Required action
Your reply should hold only the lines from the records below where "bridle" occurs.

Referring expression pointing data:
********************
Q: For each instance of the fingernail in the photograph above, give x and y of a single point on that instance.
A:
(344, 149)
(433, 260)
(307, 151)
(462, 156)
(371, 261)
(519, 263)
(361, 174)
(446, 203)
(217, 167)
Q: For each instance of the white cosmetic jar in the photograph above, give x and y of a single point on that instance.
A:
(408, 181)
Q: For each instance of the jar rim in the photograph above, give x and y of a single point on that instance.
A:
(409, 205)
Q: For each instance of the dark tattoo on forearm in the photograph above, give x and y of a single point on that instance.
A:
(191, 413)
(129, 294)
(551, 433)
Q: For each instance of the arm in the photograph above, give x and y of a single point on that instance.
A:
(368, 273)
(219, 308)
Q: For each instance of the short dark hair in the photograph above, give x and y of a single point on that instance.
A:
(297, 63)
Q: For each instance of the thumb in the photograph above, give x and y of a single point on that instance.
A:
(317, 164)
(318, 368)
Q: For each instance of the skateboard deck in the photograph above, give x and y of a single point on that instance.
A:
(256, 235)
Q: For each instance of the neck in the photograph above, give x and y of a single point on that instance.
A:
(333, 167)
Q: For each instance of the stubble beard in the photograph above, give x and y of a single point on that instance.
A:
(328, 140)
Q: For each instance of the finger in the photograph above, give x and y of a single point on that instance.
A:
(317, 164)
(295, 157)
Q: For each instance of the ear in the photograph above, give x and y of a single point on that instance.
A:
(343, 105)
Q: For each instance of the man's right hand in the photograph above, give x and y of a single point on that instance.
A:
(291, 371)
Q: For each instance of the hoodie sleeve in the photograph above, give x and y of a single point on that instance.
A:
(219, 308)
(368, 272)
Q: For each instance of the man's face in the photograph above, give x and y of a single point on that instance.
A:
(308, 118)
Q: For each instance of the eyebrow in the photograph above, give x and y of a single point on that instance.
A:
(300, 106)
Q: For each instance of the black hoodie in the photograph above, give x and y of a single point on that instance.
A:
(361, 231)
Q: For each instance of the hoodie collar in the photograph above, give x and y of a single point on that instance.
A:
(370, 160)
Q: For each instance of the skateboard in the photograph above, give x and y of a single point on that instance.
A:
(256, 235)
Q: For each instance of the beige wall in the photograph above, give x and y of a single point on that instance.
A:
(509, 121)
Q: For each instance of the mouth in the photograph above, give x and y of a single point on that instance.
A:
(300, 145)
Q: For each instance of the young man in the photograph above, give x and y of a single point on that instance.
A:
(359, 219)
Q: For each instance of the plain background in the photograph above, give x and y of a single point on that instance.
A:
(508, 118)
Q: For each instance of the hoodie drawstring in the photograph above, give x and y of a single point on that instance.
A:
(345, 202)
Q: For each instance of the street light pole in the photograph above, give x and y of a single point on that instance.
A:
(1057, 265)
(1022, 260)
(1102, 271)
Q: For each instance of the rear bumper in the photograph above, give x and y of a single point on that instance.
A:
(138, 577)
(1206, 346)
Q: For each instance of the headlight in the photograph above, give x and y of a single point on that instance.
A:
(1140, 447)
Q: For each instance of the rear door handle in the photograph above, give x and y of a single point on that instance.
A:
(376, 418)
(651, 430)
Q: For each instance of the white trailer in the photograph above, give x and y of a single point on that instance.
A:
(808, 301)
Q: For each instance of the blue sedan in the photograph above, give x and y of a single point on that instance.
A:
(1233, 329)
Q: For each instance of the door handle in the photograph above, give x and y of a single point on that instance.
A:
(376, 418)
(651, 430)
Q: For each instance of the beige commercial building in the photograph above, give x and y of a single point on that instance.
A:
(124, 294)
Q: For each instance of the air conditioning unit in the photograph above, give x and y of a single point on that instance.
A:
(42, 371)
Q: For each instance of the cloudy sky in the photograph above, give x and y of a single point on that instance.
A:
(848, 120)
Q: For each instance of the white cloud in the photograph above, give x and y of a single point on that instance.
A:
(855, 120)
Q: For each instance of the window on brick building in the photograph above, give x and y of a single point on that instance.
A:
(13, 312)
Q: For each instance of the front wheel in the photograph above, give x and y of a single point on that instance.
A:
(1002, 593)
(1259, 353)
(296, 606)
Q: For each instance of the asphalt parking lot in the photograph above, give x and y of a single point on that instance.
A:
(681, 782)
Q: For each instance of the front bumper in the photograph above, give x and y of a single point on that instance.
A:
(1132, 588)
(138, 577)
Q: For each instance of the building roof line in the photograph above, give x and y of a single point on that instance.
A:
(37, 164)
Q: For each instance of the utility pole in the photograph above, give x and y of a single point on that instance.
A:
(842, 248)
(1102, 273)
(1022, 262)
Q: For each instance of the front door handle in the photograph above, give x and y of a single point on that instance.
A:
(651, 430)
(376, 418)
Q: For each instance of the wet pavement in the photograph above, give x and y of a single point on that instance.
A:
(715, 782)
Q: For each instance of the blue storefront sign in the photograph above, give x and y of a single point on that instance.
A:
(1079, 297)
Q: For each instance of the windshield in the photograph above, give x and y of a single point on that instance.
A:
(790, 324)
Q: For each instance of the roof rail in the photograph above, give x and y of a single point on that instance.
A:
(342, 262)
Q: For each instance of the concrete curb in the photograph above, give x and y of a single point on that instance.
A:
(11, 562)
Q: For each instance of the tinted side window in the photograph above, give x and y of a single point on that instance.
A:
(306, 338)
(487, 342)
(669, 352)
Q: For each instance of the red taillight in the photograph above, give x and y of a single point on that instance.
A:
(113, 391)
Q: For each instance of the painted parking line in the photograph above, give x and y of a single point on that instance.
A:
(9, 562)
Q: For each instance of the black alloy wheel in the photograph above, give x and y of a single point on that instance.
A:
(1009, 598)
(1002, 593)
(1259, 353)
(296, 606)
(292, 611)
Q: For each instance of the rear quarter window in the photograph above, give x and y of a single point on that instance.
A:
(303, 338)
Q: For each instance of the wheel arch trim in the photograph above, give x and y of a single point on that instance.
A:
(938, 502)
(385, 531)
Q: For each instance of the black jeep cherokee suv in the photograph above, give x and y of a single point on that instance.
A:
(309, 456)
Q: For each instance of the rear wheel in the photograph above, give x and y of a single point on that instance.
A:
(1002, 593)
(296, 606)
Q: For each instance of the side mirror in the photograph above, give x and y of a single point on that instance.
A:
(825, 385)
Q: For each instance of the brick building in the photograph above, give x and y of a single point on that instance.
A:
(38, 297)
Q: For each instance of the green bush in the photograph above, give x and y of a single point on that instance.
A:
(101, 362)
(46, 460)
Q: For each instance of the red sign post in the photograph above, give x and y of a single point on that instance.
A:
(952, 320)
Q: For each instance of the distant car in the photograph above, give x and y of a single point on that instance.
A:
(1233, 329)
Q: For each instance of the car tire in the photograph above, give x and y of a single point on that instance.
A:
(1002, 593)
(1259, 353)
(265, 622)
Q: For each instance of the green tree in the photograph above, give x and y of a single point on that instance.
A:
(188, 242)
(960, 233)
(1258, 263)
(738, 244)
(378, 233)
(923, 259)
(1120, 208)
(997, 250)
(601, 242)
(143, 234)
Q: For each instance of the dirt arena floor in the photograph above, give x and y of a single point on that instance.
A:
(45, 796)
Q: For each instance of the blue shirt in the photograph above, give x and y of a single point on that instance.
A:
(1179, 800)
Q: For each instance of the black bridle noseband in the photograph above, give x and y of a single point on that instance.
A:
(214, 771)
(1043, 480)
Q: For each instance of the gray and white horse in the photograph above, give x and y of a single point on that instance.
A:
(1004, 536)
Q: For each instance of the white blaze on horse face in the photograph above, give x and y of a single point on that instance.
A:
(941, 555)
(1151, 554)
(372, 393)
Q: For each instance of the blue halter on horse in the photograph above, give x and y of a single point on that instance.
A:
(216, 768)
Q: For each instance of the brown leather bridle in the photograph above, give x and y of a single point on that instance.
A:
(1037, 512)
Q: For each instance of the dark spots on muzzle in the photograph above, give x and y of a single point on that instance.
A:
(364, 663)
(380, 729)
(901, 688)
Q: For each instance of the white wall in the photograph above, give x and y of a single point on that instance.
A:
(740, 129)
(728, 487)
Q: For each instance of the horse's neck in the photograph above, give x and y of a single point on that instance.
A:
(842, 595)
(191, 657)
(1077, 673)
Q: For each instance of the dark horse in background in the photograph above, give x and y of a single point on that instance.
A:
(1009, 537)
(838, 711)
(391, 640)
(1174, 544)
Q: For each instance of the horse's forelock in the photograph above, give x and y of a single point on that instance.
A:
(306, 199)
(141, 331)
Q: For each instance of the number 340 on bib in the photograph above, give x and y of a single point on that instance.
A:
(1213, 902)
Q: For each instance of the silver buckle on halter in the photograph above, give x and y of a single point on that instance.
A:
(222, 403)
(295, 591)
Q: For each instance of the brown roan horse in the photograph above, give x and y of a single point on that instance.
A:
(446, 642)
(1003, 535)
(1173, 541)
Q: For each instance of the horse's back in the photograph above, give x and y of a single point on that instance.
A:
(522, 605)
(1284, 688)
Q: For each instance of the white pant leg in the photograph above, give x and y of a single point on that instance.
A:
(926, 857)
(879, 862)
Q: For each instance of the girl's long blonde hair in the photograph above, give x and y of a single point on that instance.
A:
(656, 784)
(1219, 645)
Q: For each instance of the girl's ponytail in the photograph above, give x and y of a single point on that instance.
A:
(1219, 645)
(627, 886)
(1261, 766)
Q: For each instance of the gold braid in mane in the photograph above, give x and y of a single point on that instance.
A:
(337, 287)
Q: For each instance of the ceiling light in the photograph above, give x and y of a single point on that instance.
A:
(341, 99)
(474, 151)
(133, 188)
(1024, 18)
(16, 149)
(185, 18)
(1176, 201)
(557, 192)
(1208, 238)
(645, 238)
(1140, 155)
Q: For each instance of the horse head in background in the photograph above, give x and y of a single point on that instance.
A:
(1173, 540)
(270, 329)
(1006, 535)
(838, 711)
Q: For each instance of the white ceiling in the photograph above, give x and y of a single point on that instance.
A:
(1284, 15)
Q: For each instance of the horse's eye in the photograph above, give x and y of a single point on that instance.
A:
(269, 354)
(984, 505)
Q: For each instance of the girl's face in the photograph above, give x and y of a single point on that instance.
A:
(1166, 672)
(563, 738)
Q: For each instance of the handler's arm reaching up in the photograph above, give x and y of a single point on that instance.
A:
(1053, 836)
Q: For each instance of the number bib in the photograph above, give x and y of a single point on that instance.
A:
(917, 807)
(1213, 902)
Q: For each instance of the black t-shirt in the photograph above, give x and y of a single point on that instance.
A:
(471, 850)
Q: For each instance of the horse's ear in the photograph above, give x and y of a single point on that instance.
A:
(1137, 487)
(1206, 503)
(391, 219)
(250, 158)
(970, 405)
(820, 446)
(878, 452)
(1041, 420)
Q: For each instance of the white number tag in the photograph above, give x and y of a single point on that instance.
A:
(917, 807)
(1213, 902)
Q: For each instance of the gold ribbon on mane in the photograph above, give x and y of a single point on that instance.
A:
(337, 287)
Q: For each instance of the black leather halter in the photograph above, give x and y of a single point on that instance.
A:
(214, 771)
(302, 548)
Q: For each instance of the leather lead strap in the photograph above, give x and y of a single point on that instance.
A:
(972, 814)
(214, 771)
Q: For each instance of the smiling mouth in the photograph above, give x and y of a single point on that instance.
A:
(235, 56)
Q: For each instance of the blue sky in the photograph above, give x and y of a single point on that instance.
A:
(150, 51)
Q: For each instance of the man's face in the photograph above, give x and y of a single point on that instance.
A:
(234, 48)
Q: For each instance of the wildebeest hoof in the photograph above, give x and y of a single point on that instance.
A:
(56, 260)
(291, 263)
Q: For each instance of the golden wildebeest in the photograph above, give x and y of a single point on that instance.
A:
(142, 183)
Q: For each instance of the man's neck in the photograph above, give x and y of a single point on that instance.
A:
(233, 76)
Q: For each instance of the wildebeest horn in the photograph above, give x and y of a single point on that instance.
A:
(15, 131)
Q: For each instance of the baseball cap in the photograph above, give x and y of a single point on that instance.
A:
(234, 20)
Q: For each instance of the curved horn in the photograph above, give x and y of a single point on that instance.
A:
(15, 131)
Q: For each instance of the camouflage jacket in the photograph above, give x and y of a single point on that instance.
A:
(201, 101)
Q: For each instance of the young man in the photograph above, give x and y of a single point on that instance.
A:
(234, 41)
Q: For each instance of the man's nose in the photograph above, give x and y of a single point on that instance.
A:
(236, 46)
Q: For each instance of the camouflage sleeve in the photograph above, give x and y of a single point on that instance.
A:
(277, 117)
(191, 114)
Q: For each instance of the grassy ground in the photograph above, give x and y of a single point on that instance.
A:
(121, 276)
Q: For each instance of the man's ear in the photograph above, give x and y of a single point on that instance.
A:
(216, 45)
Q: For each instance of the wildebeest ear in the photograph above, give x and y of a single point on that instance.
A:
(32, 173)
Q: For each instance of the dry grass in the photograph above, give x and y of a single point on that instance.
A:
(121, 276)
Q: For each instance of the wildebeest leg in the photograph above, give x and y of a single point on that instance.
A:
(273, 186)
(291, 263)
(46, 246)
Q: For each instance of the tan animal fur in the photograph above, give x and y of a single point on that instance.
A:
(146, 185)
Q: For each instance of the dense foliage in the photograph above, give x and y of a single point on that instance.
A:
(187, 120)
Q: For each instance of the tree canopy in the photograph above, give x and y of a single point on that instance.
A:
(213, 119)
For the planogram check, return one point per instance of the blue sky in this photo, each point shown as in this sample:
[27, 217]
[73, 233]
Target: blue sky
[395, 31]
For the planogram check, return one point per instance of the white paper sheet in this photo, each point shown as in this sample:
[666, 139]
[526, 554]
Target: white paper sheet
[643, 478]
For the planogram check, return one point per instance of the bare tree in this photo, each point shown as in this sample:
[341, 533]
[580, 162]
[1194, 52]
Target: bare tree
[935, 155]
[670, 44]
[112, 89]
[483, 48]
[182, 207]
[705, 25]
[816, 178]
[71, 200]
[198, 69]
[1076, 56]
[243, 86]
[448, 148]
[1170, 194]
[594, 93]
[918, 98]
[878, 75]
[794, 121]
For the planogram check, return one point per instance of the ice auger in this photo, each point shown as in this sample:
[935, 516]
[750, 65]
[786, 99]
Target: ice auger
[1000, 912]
********************
The completed task
Q: For each instance of the black bridle noseband in the photograph above, give x and y of a single point on that instance.
Q: For each instance of the brown leather bridle in the photograph above, give x and y of a single point on that instance.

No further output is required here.